Exercise goal:
In the meringue recipe below, what diameter is the meringue shaped to on the lined tray?

Text section:
Preheat the oven to low, 135 °C/ 275 °F (fan assisted), or 155 °C/ 310 °F (conventional). Crack the eggs and separate the egg whites from the egg yolks. Place the egg whites into a large clean bowl or a mixer.

Step 2

Start beating the egg whites on medium-low speed. Continue for about 2 minutes until the whites become foamy. Then, add the cream of tartar (or apple cider vinegar).

Step 3

Add the 1/2 cup powdered Erythritol, a tablespoon at a time. Keep beating until they reach a stiff-peak and glossy stage.

Step 4

Spoon the mixture on a tray lined with parchment paper or a non-stick mat and create a round 9-inch/ 23 cm meringue. Using a spoon or spatula, build up the sides of the meringue into a nest shape so that it can hold the whipped cream and berries once it’s baked.

Step 5

Place in the oven in the middle section. Bake at 135 °C/ 275 °F (fan assisted), or 155 °C/ 310 °F (conventional) for 15 minutes.

Step 6

Then, turn the temperature down to 100 °C/ 210 °F (fan assisted), or 120 °C/ 250 °F (conventional) and cook for another 2 hours. After 2 hours, turn the oven off and keep the meringue in for another 1-2 hours or overnight. This will help the meringue dehydrate and get crispy.

Step 7

When the oven cools down completely, remove the meringue from the oven. Make sure it is cooled before adding the topping.

Step 8

Meanwhile, whip up the cream. Add the vanilla extract and the remaining 1/4 cup Erythritol. Fill the meringue nest with the vanilla cream and top with berries (raspberries, blackberries, blueberries and sliced strawberries). Serve immediately.

Extracted entries:
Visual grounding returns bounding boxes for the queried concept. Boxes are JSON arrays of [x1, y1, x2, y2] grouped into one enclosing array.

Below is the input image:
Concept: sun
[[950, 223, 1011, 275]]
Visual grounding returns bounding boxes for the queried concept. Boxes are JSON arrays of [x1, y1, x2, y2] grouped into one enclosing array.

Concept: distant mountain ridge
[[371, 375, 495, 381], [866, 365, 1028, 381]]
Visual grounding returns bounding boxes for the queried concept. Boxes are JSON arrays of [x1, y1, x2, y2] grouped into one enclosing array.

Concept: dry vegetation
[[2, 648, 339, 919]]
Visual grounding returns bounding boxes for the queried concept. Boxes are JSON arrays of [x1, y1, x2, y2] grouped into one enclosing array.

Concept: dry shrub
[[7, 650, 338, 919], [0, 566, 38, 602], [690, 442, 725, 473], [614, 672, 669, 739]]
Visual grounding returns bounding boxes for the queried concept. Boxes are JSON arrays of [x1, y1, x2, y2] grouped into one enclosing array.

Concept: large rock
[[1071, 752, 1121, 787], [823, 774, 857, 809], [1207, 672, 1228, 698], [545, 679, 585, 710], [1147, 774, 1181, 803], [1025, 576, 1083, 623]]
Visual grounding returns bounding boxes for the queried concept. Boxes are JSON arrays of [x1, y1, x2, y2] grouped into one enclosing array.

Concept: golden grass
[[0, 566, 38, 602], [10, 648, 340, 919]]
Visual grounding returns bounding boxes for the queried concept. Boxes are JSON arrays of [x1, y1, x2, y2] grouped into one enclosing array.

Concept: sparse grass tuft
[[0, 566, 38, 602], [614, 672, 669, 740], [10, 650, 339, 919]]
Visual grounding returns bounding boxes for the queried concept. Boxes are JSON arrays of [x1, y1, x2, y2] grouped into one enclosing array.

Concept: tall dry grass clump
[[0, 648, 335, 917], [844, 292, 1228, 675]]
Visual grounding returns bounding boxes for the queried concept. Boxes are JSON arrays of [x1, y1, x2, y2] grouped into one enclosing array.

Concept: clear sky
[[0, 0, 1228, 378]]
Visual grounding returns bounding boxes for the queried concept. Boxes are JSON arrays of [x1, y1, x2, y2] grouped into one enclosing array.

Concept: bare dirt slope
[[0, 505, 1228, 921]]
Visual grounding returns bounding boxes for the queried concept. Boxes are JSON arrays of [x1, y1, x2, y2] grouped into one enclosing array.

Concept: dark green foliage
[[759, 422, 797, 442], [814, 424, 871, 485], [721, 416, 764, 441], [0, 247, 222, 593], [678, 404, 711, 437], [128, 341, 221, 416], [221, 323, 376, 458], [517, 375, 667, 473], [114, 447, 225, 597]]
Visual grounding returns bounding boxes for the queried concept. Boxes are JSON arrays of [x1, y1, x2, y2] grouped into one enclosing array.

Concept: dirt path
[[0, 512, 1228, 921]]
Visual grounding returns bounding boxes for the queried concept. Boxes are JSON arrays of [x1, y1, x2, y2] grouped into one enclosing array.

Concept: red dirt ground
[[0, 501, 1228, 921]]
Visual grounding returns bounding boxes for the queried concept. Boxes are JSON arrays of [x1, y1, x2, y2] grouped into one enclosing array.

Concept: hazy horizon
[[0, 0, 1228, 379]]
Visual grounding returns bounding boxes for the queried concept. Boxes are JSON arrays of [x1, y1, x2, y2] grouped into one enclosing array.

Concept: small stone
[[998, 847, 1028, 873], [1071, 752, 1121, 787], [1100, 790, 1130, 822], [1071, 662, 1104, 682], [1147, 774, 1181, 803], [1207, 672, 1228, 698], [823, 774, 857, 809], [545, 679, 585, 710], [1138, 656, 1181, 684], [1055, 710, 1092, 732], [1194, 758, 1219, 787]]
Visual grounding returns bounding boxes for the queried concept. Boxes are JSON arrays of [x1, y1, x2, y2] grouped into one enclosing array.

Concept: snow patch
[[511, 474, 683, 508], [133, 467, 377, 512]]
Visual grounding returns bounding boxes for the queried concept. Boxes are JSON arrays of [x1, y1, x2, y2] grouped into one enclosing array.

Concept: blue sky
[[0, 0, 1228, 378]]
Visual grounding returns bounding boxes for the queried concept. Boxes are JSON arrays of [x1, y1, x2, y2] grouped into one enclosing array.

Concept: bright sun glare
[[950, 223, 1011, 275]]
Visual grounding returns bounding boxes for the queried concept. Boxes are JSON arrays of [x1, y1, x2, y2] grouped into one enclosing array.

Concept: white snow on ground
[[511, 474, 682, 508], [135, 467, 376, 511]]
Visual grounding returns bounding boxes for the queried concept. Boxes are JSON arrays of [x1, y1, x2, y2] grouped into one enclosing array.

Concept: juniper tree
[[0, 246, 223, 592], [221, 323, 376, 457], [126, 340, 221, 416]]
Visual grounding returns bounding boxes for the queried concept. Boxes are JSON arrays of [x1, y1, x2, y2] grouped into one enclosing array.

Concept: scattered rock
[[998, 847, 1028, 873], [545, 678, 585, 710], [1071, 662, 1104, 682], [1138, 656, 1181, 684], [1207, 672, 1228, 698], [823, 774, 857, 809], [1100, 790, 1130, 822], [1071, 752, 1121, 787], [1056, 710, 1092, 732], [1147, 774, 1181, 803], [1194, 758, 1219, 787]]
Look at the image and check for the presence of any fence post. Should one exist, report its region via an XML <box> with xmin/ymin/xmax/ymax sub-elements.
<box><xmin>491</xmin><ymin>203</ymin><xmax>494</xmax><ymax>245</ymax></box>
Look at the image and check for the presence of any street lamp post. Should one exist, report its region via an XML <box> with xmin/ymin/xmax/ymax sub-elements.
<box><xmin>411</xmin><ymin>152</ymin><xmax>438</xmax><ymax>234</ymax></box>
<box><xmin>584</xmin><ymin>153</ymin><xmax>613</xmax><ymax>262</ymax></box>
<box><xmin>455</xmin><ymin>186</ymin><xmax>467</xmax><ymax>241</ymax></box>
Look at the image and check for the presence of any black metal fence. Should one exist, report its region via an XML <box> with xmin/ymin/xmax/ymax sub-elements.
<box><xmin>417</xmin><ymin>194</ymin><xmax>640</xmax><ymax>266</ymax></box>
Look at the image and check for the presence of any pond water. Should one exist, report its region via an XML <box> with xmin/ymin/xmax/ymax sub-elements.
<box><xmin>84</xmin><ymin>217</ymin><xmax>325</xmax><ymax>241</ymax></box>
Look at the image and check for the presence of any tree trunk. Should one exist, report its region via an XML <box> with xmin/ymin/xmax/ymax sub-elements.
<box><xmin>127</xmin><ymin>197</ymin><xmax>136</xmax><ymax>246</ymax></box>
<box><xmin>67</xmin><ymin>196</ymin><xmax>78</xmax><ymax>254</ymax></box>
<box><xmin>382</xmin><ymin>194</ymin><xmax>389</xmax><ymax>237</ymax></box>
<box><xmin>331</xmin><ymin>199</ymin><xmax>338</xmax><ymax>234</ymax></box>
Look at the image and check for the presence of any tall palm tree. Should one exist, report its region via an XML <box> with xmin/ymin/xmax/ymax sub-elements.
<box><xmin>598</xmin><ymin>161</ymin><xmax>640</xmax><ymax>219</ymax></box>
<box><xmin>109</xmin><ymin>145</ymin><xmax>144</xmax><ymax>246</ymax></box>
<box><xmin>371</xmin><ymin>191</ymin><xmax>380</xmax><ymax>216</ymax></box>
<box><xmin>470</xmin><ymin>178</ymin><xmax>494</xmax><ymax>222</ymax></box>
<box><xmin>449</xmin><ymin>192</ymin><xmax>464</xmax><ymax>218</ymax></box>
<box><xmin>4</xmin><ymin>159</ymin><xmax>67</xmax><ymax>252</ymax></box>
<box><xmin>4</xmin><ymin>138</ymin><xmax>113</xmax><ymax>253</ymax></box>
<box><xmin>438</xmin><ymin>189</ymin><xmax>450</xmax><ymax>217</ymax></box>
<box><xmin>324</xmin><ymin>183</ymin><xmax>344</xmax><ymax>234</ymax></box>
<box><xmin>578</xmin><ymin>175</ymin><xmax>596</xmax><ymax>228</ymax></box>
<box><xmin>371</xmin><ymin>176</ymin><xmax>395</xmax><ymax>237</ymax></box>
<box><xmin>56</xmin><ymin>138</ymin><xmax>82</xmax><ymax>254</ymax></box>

Reply to the exercise:
9 inches (23 cm)